Pick out and copy every line below that contains the word "large". Case counts.

■ Pointing records for named objects
* BEGIN *

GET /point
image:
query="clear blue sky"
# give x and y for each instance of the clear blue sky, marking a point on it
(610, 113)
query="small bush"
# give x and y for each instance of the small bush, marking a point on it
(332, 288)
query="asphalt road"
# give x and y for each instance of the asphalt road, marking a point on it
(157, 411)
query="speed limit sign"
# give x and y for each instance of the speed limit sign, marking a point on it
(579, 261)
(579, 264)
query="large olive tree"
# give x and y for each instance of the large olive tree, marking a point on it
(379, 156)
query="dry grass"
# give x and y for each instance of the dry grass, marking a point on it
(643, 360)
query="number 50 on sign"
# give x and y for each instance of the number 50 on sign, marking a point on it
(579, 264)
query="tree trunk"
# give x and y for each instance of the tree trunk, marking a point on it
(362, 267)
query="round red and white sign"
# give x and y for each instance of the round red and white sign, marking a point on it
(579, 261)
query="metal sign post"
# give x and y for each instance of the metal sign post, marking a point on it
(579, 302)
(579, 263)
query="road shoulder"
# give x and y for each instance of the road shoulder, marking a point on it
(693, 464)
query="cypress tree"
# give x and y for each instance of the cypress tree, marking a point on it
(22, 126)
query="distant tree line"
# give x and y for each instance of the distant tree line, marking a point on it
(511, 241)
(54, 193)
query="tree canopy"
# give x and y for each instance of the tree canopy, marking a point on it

* END *
* BEGIN *

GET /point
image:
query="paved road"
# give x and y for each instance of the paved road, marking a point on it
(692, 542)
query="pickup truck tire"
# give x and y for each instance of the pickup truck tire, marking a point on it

* END *
* BEGIN *

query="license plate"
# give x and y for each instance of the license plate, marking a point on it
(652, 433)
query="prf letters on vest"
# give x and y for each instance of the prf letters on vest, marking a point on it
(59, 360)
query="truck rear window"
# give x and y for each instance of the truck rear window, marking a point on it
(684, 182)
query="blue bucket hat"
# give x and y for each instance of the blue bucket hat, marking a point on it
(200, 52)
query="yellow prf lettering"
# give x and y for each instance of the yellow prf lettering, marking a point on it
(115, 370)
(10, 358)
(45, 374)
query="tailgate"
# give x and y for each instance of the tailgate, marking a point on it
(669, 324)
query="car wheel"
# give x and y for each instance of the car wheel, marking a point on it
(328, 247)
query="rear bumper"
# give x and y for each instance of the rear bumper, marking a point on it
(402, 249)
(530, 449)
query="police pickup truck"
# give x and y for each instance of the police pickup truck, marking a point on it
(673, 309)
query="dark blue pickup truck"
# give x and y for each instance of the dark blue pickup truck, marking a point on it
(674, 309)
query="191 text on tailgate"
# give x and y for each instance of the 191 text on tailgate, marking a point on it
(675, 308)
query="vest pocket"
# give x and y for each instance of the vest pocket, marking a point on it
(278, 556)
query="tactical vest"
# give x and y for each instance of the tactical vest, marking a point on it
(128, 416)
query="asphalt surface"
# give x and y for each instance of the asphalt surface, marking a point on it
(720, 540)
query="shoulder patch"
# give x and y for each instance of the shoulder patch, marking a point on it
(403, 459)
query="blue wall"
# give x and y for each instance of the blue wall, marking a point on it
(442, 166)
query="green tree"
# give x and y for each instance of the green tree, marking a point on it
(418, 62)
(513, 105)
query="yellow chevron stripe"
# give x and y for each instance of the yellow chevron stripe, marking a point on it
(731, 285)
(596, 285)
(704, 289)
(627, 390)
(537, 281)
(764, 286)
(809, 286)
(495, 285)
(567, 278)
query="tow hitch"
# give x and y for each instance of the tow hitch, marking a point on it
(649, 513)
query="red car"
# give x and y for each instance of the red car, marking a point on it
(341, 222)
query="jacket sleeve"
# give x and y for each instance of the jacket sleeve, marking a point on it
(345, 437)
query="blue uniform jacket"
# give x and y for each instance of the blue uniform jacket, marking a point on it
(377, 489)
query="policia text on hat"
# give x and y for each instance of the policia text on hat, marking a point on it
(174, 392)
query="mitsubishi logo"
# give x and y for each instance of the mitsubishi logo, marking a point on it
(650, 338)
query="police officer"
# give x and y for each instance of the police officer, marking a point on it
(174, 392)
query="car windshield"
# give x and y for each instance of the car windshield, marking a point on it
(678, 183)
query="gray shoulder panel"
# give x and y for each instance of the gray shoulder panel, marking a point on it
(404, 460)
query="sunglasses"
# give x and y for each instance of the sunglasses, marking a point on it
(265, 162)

* END *

■ Finished exercise
query="large olive tree"
# give x and y for each instance of the large olive tree, marking a point on it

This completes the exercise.